### RECORDS FOR THIS EXERCISE
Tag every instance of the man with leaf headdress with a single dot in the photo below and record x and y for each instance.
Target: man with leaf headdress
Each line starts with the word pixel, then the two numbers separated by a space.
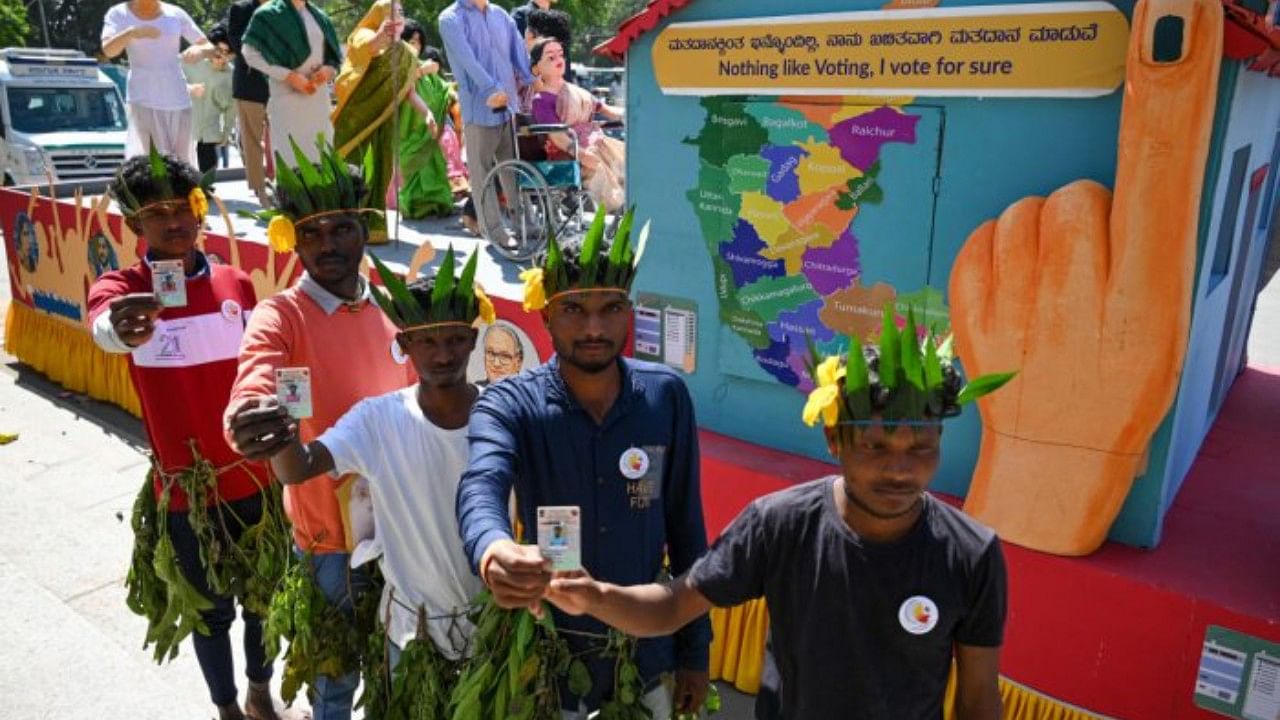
pixel 873 586
pixel 329 324
pixel 184 577
pixel 612 436
pixel 412 447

### WRITTEN EXERCISE
Write the listing above as a CSV with two columns, "instruction" and "response", one row per entry. Put each field in double quotes, turn line breaks into spaces, and leave the pictures out.

### FULL OUTPUT
instruction,response
"Tag every instance of the man with leaf headdress with a single dot in the photo below and record x and y for each instance. Target: man with leaf headdress Each line starts with the word pixel, then the two numbers separated by a space.","pixel 873 586 pixel 329 324 pixel 184 577 pixel 612 436 pixel 412 447"